=== Alıştırma Görevleri ===
**A.** Atinalı Timon yazısına göre oyunun rejisi kime aittir?
**B.** Atinalı Timon yazısından “Tiyatro Atölyesi bu” sözlerinin geçtiği yerden başlayan bölümü birebir aktarın ve “ediyor seyirciyi Shakespeare...” sözlerinden sonra durun.

──────── Yazı

Otello-Sertac Ayvaz


www.herkesetiyatro.com 22.05.2006
Sertaç AYVAZ
ATİNALI TİMON
(Oyun Atölyesi)
Festivalden Sıcak Sıcak...

O ESKİ HALİMDEN ESER YOK ŞİMDİ...IZDIRAAP İÇİNDE YORGUNUM ŞİMDİ...

Atinalı Timon, Shakespeare’ nin tam olarak bitiremeyip taslak halinde bıraktığı bir metin olması sebebiyle olsa gerek, Türkiye’deki grupların pek rağbet etmediği bir tekst olarak sahnede var olma şansı pek bulamamıştır.
Tiyatro Atölyesi bu sert ve acı teksti, geçtiğimiz günlerde 15. Uluslararası İstanbul Tiyatro Festivali kapsamında Harbiye Muhsin Ertuğrul Sahnesi’nde sergiledi. Kemal Aydoğan’ın rejisi ile sahnelenen oyunda rolleri; Haluk Bilginer Tülay Bursa, Mahmut Gökgöz, Cüneyt Uzunlar, Murat Şen, Gürkan Uygun, Sermiyan Midyat, Barış Yıldız ,Öner Erkan ,Toğan Şerif Önay, Barış Aksavaş, Tuna Kırlı, Işık Yönt, Evrim Alasya, Fulya Ceylan paylaşmış.
Çıkar çevrelerinin Atinalı Timon’u leş kargaları gibi didik didik ettikten sonra sırtlarını dönmelerini, dostun düşmanın ayrıldığı kara günde dost bilinenlerin düşman hinlikleri seriliyor gözler önüne. İki perdede de iki farklı Timon’a şahit ediyor seyirciyi Shakespeare...
---------------------------------
Peşinen Öner Erkan ve Barış Yıldız’ı kutlamalı. Unutur da bu genç arkadaşların hakkını yerim diye korkarım. İzlediğiniz zaman siz de bana hak vereceksiniz. Enerjileriyle oyunu hareketlendiren, tempoyu yükseltip seyirciyi kendine getiren performanslarıyla göz dolduruyorlar. Sanki yönetmen de onlara biraz torpil yapıp (!) sahnelerine yaratıcı unsurları bolca serpiştirmiş. Genç arkadaşların içi giderek seyredecekleri bu iki oyuncu, “sanatçıcıkların acınası hallerini” lugatlarıyla, bedenleriyle, ritmleriyle yansıtmayı çok iyi başarmışlar.
İlk perdede çar çur edilen paraları, bol keseden dağıtılan devlet kaynaklarını izliyoruz. Merak ediyorum, izleyici özeniyor mu bu sahnelerde olup bitene...Çünkü yönetmen Timon’u alıp şimdilerin ev partilerine ışınlıyor ...Kadınlar, uyuşturucu, para...Alem, zevk-u sefa...İnsanı yok eden iradesi seriliyor gözler önüne... Lüpçüler, yiyiciler, yediriciler...Tek tek boy gösteriyor sahnede bu perdede... Tahsilatçıların kapı aşındırma seansları oldukça iyi kotarılmış hoş ve spot sahneler olarak dikkat çekiyor ve Timon’ un acınası haline bağlantı kuruyor...

────────────────
──────── Veri Alıntıları

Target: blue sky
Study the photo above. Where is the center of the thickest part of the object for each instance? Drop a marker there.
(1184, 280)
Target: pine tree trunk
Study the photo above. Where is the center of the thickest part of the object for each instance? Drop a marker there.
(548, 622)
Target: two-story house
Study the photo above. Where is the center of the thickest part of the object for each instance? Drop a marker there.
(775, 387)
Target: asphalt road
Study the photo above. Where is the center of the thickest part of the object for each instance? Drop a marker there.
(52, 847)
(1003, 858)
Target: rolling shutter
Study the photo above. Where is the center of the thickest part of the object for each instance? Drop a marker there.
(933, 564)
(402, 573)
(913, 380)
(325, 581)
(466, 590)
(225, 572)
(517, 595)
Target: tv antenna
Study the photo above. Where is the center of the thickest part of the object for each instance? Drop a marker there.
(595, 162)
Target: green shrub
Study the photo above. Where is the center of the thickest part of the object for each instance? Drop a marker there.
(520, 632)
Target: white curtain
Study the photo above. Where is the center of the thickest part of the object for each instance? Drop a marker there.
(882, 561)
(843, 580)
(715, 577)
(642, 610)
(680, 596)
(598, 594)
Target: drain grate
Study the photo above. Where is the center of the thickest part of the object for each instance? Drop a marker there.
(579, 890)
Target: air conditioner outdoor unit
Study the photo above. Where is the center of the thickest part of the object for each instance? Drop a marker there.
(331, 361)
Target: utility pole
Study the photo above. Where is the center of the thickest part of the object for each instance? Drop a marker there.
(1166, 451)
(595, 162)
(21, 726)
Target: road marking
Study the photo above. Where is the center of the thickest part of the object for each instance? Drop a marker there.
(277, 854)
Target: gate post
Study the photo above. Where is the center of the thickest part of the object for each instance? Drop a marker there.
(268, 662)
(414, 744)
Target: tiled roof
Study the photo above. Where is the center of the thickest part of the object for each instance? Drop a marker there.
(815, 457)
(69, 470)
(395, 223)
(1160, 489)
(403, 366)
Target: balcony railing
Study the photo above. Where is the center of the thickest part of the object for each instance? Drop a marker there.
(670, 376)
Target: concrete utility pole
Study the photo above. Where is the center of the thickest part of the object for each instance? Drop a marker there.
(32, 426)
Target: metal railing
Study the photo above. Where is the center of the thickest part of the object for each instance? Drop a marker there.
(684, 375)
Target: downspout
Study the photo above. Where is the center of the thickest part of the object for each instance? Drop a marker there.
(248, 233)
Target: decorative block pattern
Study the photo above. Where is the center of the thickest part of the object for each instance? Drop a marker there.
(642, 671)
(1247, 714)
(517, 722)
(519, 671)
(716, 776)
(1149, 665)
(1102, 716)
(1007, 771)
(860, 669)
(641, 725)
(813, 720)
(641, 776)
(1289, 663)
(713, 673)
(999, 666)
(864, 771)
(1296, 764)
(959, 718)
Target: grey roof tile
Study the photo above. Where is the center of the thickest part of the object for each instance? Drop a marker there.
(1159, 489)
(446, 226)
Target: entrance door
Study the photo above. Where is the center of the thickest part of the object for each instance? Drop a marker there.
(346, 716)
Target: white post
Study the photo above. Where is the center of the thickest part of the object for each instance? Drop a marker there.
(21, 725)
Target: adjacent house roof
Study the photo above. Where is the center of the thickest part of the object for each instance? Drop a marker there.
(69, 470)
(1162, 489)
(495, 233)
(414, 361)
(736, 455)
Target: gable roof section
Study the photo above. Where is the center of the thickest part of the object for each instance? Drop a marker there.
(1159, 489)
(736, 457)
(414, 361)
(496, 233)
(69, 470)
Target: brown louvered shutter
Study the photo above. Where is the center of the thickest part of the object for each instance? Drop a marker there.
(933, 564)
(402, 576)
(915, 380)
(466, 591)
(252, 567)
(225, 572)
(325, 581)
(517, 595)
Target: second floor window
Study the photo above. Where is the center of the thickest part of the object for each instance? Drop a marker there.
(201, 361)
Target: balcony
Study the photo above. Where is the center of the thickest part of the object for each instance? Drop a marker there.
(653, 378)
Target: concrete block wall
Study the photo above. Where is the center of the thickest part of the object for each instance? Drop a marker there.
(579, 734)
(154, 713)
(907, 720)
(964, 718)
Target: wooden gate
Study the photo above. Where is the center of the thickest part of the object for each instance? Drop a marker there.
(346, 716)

────────────────

=== Tam Çözümler ===
**A.** Kemal Aydoğan

**B.**
Tiyatro Atölyesi bu sert ve acı teksti, geçtiğimiz günlerde 15. Uluslararası İstanbul Tiyatro Festivali kapsamında Harbiye Muhsin Ertuğrul Sahnesi’nde sergiledi. Kemal Aydoğan’ın rejisi ile sahnelenen oyunda rolleri; Haluk Bilginer Tülay Bursa, Mahmut Gökgöz, Cüneyt Uzunlar, Murat Şen, Gürkan Uygun, Sermiyan Midyat, Barış Yıldız ,Öner Erkan ,Toğan Şerif Önay, Barış Aksavaş, Tuna Kırlı, Işık Yönt, Evrim Alasya, Fulya Ceylan paylaşmış.
Çıkar çevrelerinin Atinalı Timon’u leş kargaları gibi didik didik ettikten sonra sırtlarını dönmelerini, dostun düşmanın ayrıldığı kara günde dost bilinenlerin düşman hinlikleri seriliyor gözler önüne. İki perdede de iki farklı Timon’a şahit ediyor seyirciyi Shakespeare...